Extracted data entries:

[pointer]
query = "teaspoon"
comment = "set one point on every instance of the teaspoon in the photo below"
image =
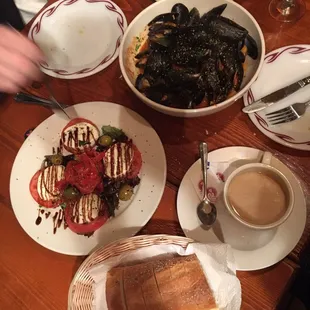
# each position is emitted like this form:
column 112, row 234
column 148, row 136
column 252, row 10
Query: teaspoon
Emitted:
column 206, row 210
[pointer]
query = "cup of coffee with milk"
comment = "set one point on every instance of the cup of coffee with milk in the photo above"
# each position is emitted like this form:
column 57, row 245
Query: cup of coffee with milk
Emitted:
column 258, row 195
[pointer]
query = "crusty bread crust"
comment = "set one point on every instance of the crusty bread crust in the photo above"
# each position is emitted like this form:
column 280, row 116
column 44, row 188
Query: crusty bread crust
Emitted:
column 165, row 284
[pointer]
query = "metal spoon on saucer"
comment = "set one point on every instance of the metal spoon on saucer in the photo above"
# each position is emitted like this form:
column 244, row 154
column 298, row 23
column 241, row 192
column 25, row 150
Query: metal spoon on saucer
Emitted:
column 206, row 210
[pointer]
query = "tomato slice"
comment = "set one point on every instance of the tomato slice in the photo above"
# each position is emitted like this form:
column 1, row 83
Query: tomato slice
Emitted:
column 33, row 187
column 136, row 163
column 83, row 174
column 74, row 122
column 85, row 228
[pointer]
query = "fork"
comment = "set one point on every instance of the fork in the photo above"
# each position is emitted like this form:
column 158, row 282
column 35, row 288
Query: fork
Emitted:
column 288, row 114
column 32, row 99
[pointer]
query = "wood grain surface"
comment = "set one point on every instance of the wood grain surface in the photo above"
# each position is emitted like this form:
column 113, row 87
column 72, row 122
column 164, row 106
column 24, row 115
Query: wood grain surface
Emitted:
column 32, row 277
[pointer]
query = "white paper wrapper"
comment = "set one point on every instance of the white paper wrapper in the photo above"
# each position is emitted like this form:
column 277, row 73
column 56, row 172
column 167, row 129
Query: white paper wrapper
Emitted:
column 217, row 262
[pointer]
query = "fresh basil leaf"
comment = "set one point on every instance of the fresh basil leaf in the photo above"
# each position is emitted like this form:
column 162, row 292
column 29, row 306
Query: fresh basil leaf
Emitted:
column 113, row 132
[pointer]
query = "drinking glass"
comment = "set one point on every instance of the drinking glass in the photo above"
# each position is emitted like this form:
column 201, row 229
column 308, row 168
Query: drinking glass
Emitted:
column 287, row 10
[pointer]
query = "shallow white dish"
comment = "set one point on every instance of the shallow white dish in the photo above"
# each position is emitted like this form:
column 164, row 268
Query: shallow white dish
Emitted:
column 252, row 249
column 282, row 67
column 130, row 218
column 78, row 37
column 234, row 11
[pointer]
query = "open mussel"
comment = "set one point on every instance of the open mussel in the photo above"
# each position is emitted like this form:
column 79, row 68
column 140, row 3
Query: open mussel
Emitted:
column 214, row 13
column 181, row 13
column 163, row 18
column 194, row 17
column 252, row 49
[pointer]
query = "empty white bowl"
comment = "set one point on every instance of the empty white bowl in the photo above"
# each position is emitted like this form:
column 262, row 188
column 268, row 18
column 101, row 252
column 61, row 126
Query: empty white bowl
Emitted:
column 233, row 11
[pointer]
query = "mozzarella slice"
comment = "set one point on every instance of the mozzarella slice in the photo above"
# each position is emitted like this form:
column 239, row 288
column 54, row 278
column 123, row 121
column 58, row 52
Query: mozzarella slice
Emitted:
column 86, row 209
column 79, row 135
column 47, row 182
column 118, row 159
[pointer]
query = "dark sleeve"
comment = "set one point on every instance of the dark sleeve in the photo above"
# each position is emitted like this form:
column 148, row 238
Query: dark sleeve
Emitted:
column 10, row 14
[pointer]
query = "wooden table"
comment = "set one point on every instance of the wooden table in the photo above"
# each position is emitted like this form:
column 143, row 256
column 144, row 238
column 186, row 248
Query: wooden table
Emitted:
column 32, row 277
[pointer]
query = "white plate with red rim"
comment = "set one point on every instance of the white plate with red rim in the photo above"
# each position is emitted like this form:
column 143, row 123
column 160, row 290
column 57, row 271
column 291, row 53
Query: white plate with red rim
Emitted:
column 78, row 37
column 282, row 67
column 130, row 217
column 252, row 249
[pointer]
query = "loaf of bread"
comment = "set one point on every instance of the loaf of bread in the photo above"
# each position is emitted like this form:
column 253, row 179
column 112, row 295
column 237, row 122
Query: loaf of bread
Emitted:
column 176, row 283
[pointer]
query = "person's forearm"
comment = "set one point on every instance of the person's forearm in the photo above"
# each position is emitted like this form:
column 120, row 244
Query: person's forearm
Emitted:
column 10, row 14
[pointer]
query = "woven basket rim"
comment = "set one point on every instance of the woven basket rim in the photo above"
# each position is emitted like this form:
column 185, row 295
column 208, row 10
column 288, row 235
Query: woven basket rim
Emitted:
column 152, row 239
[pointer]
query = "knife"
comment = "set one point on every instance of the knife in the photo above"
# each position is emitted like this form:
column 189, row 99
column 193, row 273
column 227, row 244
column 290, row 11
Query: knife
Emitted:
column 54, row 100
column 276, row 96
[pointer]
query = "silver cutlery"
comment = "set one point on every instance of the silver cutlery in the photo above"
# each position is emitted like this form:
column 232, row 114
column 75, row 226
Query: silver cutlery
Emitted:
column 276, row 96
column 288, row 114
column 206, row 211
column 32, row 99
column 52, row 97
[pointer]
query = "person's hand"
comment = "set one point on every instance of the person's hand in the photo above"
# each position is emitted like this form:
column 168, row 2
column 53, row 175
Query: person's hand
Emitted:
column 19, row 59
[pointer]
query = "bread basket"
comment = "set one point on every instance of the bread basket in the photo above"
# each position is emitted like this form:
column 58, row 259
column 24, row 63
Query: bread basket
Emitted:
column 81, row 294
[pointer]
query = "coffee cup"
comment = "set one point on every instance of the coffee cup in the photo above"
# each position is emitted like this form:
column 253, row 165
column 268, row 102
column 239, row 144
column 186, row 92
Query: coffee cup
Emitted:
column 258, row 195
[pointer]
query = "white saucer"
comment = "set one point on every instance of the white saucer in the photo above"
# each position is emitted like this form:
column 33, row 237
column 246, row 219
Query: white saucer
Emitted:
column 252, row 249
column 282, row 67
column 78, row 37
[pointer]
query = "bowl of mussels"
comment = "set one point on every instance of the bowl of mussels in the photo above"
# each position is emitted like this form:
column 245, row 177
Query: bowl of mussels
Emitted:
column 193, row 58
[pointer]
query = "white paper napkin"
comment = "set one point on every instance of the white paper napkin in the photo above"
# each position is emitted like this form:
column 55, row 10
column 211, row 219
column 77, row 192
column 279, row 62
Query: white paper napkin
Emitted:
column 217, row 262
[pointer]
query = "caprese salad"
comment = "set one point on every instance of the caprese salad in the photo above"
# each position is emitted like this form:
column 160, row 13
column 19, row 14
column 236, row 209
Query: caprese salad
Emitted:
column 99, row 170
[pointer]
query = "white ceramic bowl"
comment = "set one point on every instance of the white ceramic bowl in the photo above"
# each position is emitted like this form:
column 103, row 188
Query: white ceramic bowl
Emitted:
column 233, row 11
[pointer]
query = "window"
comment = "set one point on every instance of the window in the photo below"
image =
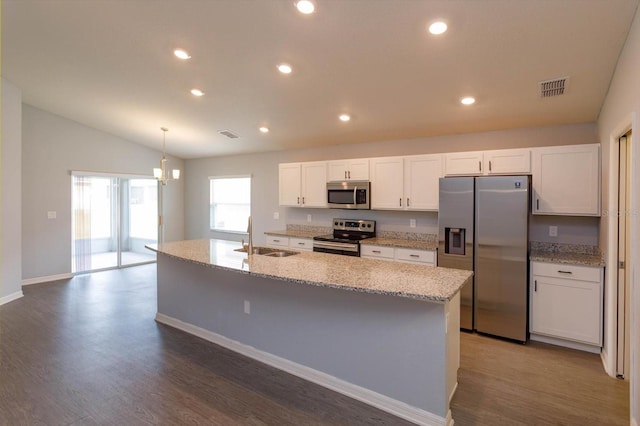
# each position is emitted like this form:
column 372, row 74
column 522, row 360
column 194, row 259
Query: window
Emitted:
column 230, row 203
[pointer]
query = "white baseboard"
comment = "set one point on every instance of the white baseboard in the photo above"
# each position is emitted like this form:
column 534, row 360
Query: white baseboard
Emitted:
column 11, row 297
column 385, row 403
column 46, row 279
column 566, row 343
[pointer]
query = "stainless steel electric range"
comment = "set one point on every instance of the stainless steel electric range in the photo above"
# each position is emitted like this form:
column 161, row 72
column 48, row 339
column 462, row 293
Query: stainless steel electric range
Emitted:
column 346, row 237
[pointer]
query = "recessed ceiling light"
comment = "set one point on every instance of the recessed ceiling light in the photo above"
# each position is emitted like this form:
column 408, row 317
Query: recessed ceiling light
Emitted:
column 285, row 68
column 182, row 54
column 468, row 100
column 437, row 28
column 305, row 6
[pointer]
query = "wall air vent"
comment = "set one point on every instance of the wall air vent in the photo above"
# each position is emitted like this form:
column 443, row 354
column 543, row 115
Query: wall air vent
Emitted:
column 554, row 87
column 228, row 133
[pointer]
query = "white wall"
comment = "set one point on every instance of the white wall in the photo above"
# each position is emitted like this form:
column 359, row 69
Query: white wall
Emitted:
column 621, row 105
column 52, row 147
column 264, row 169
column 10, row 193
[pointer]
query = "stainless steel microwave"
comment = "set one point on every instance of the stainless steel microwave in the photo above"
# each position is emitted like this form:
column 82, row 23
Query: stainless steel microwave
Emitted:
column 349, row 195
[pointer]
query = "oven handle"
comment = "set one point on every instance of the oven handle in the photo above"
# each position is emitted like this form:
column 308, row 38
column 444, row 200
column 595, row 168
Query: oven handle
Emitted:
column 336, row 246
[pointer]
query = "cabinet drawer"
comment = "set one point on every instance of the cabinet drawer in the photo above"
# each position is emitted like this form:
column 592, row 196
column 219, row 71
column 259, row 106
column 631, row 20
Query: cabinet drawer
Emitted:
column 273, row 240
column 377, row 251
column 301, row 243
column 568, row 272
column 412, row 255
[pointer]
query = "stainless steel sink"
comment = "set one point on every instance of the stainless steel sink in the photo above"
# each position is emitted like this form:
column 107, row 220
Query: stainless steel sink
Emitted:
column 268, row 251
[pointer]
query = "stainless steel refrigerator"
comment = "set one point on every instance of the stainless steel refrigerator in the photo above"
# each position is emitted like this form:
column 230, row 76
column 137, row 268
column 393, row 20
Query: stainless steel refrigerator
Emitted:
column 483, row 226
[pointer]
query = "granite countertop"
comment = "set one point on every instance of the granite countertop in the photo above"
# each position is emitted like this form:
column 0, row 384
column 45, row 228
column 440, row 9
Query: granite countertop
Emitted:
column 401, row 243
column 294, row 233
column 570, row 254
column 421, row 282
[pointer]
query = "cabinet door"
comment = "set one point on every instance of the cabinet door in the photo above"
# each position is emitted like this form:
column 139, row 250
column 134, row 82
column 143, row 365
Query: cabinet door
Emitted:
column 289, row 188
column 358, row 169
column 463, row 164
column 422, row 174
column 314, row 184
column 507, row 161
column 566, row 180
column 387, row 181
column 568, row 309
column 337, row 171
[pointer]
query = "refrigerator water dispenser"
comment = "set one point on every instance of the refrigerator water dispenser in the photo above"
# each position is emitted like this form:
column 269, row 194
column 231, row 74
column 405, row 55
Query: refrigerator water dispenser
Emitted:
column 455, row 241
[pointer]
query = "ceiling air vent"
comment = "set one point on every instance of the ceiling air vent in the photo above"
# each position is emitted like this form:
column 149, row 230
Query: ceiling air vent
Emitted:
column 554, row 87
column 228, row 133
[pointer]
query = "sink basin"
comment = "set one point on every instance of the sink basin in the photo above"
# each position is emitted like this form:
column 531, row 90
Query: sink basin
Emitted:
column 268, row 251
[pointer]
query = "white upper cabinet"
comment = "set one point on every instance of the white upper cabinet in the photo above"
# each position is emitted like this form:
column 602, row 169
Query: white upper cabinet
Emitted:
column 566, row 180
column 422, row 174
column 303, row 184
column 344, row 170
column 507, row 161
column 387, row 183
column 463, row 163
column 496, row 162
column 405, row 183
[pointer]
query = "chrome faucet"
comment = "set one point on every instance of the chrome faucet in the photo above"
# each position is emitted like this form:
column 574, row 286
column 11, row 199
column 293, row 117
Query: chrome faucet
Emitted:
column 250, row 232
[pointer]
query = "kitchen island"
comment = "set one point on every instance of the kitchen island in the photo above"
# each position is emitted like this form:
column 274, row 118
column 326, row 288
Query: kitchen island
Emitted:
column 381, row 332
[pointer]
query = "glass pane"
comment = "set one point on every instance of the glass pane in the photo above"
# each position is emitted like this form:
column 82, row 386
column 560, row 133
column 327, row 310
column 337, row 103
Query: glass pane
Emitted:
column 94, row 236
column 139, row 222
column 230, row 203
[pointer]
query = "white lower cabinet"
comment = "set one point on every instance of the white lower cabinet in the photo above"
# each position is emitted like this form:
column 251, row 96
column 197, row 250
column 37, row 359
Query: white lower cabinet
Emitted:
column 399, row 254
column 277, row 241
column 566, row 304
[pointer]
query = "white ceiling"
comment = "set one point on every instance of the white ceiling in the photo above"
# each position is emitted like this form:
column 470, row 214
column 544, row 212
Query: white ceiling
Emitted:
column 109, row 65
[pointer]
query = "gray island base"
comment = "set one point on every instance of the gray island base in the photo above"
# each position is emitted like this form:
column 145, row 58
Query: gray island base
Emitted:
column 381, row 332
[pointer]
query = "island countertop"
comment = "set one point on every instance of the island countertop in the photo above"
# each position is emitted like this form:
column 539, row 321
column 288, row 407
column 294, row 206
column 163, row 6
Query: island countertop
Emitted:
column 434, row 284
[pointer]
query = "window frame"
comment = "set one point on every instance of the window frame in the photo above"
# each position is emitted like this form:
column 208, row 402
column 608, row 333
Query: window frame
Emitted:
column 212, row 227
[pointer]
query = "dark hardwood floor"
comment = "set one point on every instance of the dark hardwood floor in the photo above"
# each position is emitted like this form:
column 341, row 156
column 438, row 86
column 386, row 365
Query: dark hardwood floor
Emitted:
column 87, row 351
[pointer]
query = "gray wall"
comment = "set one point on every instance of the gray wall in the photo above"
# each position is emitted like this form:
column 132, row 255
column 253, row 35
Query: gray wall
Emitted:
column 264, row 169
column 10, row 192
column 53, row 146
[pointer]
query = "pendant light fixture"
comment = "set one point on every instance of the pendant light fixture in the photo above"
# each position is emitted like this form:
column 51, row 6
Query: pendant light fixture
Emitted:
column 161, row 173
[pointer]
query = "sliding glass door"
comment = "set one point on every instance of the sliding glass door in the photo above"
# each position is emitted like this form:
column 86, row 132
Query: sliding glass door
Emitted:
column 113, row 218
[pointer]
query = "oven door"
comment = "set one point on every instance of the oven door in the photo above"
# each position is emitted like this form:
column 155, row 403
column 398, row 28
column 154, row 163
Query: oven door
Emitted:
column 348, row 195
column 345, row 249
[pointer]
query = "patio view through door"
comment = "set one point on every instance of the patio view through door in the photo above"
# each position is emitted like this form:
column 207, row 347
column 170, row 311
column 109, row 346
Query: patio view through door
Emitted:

* **Your task**: Print the data above exactly, from its first line to the line bearing "column 24, row 115" inclusive, and keep pictures out of the result.

* **Task solution**:
[pointer]
query = "teaspoon"
comment = "set one point on every instance of the teaspoon in the photo below"
image =
# each position is emitted like this form:
column 112, row 234
column 148, row 136
column 252, row 10
Query: teaspoon
Emitted:
column 206, row 210
[pointer]
query = "cup of coffee with milk"
comment = "set one point on every instance of the cup of coffee with milk in the photo above"
# each position is emitted like this form:
column 57, row 245
Query: cup of coffee with milk
Emitted:
column 258, row 195
[pointer]
query = "crusty bread crust"
comment = "set one point on every instance of the crusty bread crust in the photo above"
# each position is emitted like this form:
column 280, row 116
column 44, row 188
Query: crusty bread crust
Emitted:
column 165, row 284
[pointer]
query = "metal spoon on saucer"
comment = "set one point on every instance of the metal spoon on saucer in the photo above"
# each position is emitted like this form:
column 244, row 154
column 298, row 23
column 241, row 192
column 25, row 150
Query: metal spoon on saucer
Emitted:
column 206, row 210
[pointer]
query = "tomato slice"
comment = "set one point on every instance of the tomato slice in the photo above"
# each position is emitted like this form:
column 1, row 83
Query: tomato slice
Emitted:
column 33, row 187
column 136, row 163
column 83, row 174
column 74, row 122
column 85, row 228
[pointer]
query = "fork"
comment = "set one point on every instance of the fork in the photo above"
# each position is emitted like this form:
column 158, row 282
column 35, row 288
Query: fork
Emitted:
column 288, row 114
column 32, row 99
[pointer]
query = "wood grain surface"
comment = "set one point on every instance of the wood grain surface in the photo above"
# each position is emitted like this form:
column 113, row 87
column 72, row 122
column 164, row 106
column 24, row 115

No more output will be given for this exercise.